■ WHAT THIS TASK INVOLVES: Collect each line of the entries below that contains the word "dark", and copy those lines out in full.

■ RECORDS PROVIDED:
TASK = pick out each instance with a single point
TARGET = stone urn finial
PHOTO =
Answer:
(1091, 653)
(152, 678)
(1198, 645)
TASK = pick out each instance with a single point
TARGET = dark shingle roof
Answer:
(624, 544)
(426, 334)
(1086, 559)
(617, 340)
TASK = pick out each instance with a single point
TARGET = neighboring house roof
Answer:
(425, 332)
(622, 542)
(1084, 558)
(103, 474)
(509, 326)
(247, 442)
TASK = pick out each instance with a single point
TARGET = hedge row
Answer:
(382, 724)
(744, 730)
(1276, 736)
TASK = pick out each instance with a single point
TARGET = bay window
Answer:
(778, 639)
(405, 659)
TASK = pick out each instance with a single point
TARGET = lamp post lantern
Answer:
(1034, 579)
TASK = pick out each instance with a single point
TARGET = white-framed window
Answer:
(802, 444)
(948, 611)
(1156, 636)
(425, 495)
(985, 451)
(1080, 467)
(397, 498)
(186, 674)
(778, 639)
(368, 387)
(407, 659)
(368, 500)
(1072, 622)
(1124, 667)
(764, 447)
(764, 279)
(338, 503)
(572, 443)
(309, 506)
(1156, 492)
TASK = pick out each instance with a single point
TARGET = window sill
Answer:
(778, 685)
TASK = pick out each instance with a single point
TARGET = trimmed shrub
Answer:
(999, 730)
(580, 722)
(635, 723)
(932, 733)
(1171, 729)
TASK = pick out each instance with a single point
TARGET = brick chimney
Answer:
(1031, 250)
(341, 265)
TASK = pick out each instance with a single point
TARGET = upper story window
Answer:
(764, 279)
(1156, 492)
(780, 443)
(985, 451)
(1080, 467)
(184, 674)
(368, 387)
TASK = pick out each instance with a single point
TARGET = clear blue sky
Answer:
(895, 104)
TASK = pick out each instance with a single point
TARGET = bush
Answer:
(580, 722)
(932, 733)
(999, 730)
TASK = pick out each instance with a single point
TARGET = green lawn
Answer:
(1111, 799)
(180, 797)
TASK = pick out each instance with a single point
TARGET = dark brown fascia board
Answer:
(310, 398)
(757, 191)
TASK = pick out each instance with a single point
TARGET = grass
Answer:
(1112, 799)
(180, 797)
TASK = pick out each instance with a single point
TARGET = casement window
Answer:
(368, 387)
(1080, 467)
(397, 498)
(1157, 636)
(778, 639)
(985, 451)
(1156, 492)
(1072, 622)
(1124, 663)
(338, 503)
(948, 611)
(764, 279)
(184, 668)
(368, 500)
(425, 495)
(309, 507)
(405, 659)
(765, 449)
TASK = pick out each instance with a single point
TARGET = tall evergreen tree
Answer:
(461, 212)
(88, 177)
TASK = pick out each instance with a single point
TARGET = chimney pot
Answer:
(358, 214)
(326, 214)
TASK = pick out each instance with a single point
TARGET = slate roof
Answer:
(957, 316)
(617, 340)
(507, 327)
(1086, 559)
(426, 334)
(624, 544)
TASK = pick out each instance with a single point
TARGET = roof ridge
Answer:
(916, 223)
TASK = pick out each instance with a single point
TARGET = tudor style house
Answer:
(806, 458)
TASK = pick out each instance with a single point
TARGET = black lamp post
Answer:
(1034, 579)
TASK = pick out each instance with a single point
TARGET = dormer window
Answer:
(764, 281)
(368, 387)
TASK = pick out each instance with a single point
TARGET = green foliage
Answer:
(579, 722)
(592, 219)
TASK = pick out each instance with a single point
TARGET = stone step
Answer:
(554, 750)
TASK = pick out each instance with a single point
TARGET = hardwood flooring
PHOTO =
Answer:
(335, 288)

■ SOLUTION:
TARGET = dark shingle roof
TARGET = dark brown fascia board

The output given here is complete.